SHORT EXERCISE A:
In the Jupyter setup guide, echo the part that opens with the words containing "Installing Jupyter" and closes with "lot of dependencies.".
SHORT EXERCISE B:
According to the Jupyter setup guide, why might installing Jupyter with conda take a while?
SHORT EXERCISE C:
Go on with the Jupyter setup guide from its last sentence.

EXCERPT TO READ:
[BEGIN]

Jupyter
Jupyter is a web-based interactive development environment, widely used in ML and data science. It enables us to quickly experiment with code, without having to rerun entire scripts from the top when something breaks. It also allows us to visually examine and inspect the data that we use, as well as information about the training process. Read more about it here.
We will use jupyter on the fep
machines and forward the network traffic such
that we can access it from the local browser (but all the computation will be
done on the partitions on fep
!).
Installing Jupyter
Activate the conda environment you want to use, and install jupyter:
$ conda install jupyter
It might take a while, as it will bring with it a lot of dependencies.
Running Jupyter
Before running jupyter, we need to determine the IP address at which the compute
node is accesible from fep
.
Run:
$ ip a
And look for the first bond
interface; it might look like:
17: bond0: <BROADCAST,MULTICAST,MASTER,UP,LOWER_UP> mtu 1500 qdisc noqueue state UP group default qlen 1000
link/ether 6c:fe:54:48:3b:b8 brd ff:ff:ff:ff:ff:ff
inet 172.24.12.2/16 brd 172.24.255.255 scope global bond0
valid_lft forever preferred_lft forever
inet6 fe80::6efe:54ff:fe48:3bb8/64 scope link
valid_lft forever preferred_lft forever
The value we're interested in is right after inet
(172.24.12.2
in this
case).
We need to run jupyter on a compute node with access to GPUs; srun
an
interactive shell there and don't forget to activate the conda environment in
which you installed jupyter.
$ jupyter notebook --ip 0.0.0.0 --port <port>
Remember that there are other people using these machines at the same time, so we need to avoid conflicting ports. You can use the following bash function that generates a random, unused port (adapted from here):
randport() {
comm -23 <(seq 10000 65000) \
<(ss -tuan | \
awk '{print $4}' | \
cut -d':' -f2 | \
grep "[0-9]\{1,5\}" | \
sort | \
uniq) \
| shuf | head -n 1
}
So we can run:
$ jupyter notebook --ip 0.0.0.0 --port $(randport)

[END]

RECORDS:

[BEGIN]

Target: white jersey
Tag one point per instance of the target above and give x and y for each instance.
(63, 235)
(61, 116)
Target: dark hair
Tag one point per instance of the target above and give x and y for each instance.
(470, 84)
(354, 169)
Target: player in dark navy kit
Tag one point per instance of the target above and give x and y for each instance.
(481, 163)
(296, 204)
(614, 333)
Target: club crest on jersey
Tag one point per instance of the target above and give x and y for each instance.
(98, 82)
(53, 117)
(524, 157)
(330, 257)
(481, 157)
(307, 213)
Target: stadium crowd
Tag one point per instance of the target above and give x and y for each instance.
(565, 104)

[END]
[BEGIN]

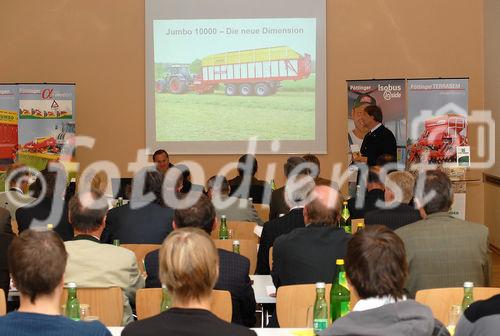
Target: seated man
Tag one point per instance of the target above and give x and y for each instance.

[END]

EXERCISE OUTPUT A:
Installing Jupyter
Activate the conda environment you want to use, and install jupyter:
$ conda install jupyter
It might take a while, as it will bring with it a lot of dependencies.

EXERCISE OUTPUT B:
It brings a lot of dependencies with it.

EXERCISE OUTPUT C:
In the output generated, look for the lines that say something like:
[I 2024-10-22 11:04:27.600 ServerApp] Jupyter Server 2.14.1 is running at:
[I 2024-10-22 11:04:27.600 ServerApp] http://dgxh100-precis-wn02.grid.pub.ro:17872/tree?token=3a538e99683e78c740acaa560ad185fa16d59001bed8e17b
[I 2024-10-22 11:04:27.601 ServerApp] http://127.0.0.1:17872/tree?token=3a538e99683e78c740acaa560ad185fa16d59001bed8e17b
The relevant information here is the actual port and the hexadecimal token.
Accessing Jupyter
Now the jupyter notebook is running remotely on a compute node and we want to access it from our local browser.
We will use ssh
to securely forward traffic from a port on the compute node,
using fep
as relay.
$ ssh -L 8080:<address>:<port> <fep>
ssh
will then leave you logged in to fep
, but we can ignore this shell for
the following steps; just keep it open: once the session is closed, the port
forwarding stops.
Where <address>
is the IP address of the bond
interface of the compute node
and <port>
is the randomly generated port on which jupyter is served.
<fep>
represents your login; either <username>@fep.grid.pub.ro
or
the name of a ~/.ssh/config
entry that you previously configured.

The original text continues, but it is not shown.